Work to complete » Output exactly the lines between the line that contains "Objective — one point per instance of the sunlit" and the last line of the material, counting both.

Supplied material »
>>
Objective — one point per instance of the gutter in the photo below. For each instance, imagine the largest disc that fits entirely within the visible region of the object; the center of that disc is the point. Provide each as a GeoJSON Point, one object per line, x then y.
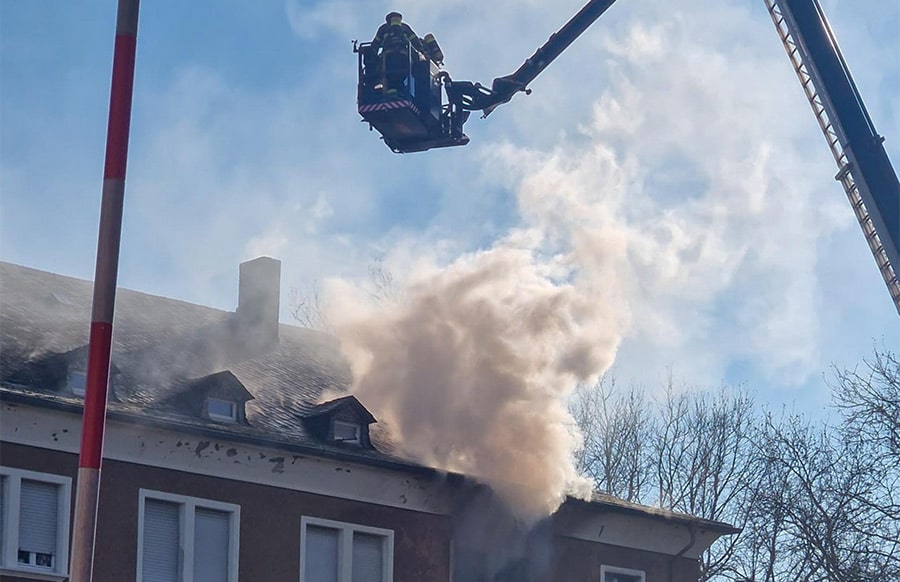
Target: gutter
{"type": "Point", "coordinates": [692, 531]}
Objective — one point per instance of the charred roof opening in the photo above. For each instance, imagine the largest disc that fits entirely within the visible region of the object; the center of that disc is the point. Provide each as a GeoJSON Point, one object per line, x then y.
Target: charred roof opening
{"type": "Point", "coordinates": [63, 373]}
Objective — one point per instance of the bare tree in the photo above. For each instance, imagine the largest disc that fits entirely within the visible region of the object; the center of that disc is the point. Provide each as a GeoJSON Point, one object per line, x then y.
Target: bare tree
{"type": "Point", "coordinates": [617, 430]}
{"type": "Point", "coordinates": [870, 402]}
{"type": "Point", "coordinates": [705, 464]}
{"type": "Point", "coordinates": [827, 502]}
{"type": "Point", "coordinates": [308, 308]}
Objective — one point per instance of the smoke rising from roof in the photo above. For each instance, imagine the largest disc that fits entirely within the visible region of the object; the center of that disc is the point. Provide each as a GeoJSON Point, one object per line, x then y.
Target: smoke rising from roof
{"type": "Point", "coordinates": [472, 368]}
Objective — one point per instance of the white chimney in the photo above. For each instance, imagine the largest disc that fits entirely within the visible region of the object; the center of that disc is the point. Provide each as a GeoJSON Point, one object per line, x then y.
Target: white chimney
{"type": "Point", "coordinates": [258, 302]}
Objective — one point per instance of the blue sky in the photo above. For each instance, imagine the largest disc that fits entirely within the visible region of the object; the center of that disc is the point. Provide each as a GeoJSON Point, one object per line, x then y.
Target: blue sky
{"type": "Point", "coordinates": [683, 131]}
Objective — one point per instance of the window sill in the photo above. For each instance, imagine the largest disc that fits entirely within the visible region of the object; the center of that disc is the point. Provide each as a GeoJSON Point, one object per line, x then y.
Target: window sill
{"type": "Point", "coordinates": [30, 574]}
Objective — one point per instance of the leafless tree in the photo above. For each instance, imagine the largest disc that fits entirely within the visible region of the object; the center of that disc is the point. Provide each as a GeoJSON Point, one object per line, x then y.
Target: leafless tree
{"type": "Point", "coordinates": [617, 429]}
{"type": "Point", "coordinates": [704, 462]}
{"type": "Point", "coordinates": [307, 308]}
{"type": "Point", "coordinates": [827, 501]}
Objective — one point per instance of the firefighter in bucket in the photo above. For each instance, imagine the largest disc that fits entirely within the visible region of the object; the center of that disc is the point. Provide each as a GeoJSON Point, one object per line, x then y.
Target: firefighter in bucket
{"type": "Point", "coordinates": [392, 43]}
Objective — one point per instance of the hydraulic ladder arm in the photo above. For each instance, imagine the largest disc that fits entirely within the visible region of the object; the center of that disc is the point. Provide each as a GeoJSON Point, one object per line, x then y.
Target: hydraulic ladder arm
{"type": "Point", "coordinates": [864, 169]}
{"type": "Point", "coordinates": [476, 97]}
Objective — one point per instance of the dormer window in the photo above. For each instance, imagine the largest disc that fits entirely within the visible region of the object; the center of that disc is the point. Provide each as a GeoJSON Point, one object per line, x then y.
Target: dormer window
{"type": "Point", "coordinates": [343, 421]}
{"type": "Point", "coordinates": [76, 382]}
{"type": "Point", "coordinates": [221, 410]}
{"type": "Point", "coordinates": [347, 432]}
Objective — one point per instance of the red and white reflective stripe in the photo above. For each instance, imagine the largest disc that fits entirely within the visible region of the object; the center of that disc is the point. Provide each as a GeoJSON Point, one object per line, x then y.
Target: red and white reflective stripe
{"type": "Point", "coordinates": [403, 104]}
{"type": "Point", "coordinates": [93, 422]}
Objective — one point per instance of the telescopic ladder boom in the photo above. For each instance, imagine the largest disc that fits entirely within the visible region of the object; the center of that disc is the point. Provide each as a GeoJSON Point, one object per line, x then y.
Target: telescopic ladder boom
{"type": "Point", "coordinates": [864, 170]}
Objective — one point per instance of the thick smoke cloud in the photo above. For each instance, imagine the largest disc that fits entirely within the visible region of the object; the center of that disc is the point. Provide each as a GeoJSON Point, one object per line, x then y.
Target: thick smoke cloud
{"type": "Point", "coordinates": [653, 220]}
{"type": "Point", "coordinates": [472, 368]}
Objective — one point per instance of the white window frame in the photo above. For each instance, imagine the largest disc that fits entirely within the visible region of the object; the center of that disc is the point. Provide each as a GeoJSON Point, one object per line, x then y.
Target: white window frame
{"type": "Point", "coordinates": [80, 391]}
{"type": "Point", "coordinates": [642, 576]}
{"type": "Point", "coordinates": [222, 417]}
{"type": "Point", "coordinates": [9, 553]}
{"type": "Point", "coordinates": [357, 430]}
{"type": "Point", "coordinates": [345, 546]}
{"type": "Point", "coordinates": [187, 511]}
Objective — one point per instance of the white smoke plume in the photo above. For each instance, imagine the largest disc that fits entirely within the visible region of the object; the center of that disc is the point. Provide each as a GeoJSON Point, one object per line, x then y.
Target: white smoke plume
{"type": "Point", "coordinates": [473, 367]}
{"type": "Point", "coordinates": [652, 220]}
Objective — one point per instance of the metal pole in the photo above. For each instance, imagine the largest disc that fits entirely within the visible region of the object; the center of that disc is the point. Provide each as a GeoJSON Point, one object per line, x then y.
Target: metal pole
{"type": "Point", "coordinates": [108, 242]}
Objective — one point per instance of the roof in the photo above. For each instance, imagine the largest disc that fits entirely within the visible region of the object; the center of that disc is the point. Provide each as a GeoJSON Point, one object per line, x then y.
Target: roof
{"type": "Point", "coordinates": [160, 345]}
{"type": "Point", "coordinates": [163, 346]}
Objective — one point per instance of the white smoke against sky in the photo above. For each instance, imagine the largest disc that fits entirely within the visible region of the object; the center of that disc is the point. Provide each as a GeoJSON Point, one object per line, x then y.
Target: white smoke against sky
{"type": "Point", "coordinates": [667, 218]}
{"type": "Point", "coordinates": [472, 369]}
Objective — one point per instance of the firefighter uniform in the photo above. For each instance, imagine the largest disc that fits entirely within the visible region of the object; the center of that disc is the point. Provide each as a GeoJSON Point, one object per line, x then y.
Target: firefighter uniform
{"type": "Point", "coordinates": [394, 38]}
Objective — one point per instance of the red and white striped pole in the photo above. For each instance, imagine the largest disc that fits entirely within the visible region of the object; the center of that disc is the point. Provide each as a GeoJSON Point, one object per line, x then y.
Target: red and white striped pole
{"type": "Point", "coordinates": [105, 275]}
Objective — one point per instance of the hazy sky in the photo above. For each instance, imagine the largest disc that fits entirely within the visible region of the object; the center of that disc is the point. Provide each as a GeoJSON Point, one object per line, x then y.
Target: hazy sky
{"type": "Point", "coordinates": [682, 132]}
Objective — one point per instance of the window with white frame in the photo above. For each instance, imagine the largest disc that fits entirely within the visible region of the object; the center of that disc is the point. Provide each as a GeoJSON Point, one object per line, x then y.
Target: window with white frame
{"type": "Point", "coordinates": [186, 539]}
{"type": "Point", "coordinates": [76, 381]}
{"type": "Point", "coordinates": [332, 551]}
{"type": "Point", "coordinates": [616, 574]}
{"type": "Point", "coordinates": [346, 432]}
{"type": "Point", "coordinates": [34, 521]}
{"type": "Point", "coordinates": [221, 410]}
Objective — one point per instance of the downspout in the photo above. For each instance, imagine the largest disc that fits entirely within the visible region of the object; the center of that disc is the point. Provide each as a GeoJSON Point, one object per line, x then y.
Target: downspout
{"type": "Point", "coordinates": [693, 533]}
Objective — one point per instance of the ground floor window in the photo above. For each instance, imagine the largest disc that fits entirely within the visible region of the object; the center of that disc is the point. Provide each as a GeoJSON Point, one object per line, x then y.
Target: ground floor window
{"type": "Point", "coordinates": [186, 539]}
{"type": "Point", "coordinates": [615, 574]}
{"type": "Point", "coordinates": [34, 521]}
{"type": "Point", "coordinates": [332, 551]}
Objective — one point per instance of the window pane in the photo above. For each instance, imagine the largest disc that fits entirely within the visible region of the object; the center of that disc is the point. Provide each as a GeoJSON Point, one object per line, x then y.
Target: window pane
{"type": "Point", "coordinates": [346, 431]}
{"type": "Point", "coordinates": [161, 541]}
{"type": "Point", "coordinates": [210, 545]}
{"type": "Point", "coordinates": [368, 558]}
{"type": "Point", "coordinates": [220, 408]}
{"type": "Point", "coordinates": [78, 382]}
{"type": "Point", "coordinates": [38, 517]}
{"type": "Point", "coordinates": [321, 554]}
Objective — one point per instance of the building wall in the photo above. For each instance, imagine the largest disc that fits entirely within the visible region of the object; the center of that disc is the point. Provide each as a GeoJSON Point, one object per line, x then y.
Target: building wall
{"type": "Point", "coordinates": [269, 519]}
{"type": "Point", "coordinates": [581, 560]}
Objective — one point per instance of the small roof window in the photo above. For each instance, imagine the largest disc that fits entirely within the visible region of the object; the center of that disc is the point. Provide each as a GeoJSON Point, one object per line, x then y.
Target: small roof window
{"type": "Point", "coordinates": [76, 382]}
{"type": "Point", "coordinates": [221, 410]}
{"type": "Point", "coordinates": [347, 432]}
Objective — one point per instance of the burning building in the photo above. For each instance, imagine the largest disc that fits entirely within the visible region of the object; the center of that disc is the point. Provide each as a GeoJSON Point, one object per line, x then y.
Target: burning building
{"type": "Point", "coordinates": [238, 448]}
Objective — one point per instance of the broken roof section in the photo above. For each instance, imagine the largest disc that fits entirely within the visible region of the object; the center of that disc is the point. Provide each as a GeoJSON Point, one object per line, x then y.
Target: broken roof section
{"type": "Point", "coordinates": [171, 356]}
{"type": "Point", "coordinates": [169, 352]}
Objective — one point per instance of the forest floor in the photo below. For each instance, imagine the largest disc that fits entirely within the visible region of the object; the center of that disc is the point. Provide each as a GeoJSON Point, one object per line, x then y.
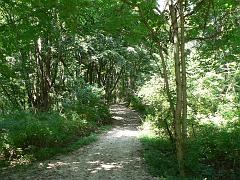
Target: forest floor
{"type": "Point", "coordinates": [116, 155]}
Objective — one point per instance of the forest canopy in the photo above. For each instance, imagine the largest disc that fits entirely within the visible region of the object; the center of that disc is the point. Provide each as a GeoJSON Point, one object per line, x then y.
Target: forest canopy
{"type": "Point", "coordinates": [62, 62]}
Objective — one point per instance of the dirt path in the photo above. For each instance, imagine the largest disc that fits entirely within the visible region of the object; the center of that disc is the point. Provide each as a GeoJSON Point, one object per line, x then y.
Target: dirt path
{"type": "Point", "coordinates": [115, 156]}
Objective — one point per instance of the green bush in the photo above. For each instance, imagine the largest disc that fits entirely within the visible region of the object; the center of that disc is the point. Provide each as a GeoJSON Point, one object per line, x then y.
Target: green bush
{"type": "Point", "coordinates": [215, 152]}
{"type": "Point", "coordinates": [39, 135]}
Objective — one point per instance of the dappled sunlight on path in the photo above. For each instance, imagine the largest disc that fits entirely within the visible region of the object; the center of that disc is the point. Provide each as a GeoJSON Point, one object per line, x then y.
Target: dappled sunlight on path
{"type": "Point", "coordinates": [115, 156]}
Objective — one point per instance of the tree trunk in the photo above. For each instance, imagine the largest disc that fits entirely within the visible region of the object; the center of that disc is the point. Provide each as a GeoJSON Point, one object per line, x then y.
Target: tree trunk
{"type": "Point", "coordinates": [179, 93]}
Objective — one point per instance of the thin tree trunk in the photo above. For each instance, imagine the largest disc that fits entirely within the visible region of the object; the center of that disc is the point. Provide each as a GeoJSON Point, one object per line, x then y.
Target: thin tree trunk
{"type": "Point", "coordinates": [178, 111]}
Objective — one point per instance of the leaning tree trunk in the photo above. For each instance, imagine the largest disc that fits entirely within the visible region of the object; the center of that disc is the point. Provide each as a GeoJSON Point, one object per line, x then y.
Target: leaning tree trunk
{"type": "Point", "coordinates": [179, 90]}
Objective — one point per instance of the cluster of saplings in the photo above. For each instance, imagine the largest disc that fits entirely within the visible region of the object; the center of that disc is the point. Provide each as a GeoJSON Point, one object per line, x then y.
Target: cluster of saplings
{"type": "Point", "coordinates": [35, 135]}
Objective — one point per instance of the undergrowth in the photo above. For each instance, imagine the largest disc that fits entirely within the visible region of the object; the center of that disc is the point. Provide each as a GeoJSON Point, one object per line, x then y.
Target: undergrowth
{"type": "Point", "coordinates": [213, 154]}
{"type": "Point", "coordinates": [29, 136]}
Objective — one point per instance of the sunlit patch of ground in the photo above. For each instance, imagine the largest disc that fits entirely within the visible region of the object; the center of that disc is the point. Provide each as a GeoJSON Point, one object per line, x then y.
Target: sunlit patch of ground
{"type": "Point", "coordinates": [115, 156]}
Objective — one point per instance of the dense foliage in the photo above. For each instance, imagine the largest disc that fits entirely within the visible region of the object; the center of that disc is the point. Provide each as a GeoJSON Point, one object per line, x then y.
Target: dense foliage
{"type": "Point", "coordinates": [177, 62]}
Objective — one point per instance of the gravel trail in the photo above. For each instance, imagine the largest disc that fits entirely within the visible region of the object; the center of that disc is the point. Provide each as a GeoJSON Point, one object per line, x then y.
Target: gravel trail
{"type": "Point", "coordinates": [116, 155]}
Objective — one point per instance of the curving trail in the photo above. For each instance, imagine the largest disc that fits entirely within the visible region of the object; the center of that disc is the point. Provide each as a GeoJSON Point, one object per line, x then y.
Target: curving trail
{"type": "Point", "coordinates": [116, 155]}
<<
Written response »
Objective — one point per instance of the sunlit patch of ground in the photo above. For each instance, imagine the largest disc that fits entirely within the visible region of the object; the center of that disc is the point. Provide each as a GeoJSON Point, one object per line, x then y.
Target: sunlit patch of ground
{"type": "Point", "coordinates": [115, 156]}
Objective — one point per instance of the dense foliage in the photo above. For each instance, imagine the largest disc that fits entirely within the visible region of the object; the center of that disc is the point. Provide each as a GeoJSON Point, one object per line, x then y.
Target: dense foliage
{"type": "Point", "coordinates": [177, 62]}
Objective — one point per instance of the gravel trail in the photo above. For each instance, imagine the largest disc that fits entirely within the visible region of the object; the center of that disc is the point. Provide each as a GeoJSON Point, one object per line, x then y.
Target: gravel trail
{"type": "Point", "coordinates": [116, 155]}
Objective — one point per instance of the curving trail in the photo above. For each instance, imagine the largest disc that fits entirely within the visible region of the object; the center of that disc is the point. Provide each as a GeoJSON Point, one object per line, x then y.
Target: curving trail
{"type": "Point", "coordinates": [116, 155]}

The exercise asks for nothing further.